[Part of a data file]
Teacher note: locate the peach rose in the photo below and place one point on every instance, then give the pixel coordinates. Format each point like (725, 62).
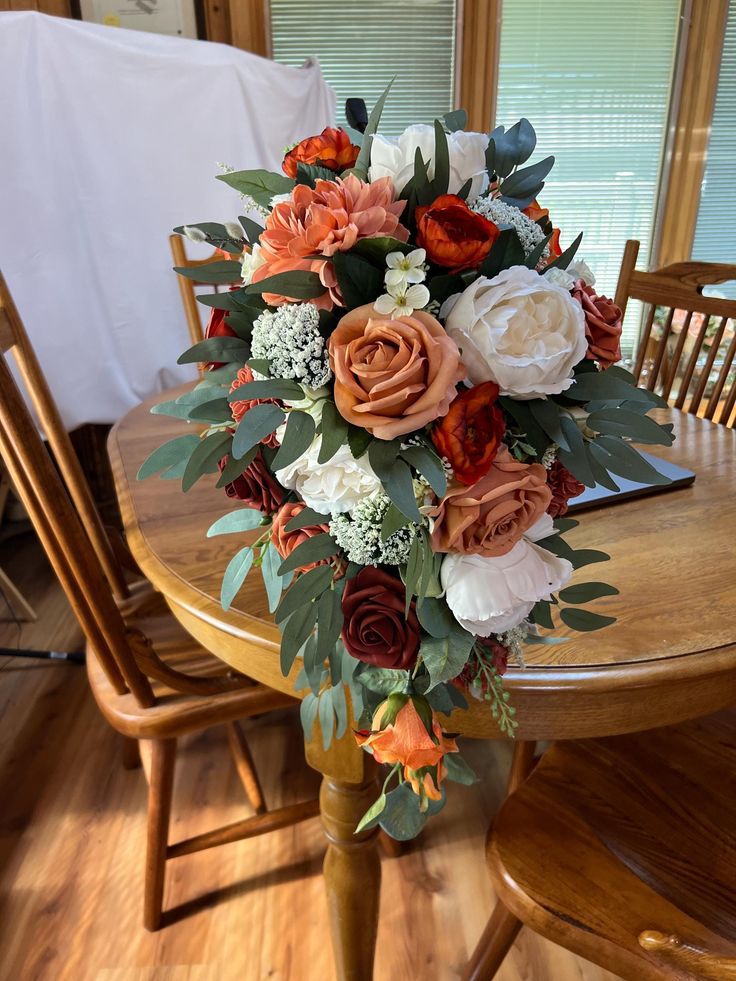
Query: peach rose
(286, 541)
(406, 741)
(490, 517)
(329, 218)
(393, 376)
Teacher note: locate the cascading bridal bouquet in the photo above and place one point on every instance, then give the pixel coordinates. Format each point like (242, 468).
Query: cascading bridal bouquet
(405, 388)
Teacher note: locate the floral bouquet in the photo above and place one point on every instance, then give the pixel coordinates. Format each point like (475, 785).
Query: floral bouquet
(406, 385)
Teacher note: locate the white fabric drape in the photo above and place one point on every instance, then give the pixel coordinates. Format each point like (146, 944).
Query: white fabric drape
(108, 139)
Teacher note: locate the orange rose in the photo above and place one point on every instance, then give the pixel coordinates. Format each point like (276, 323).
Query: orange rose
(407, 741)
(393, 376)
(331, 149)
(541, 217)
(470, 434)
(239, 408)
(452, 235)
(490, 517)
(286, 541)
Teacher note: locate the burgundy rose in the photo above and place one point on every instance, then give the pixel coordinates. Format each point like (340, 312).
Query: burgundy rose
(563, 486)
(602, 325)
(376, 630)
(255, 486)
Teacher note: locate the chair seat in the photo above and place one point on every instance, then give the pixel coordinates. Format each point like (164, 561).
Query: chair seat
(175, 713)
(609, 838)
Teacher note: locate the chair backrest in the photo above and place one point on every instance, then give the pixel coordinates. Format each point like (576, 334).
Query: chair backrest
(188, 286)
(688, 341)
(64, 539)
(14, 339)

**To be done**. Render everything from the line containing "Teacher note: locate the burgundy" down to the end of the records as a Markdown table, with a Row column for the row number and a Line column for the line itself. Leave out any blank lines.

**Result**.
| Row | Line |
|---|---|
| 1 | Teacher note: locate the burgundy rose in the photo above and place one point on every instance, then give the pixel coordinates. Format each point like (340, 312). |
| 2 | Query: burgundy rose |
| 3 | (563, 486) |
| 4 | (602, 325) |
| 5 | (376, 630) |
| 6 | (255, 486) |
| 7 | Teacher note: locate the chair seat in the photo above and place one point on every instance, then give the pixel coordinates. Format each point like (164, 561). |
| 8 | Query: chair seat |
| 9 | (175, 713) |
| 10 | (609, 838) |
| 11 | Teacher note: locate the chair backrest in the photo above and place one point on every instance, then give the pixel coordinates. Format each point like (576, 334). |
| 12 | Query: chair backrest |
| 13 | (188, 286) |
| 14 | (688, 341) |
| 15 | (64, 539) |
| 16 | (14, 339) |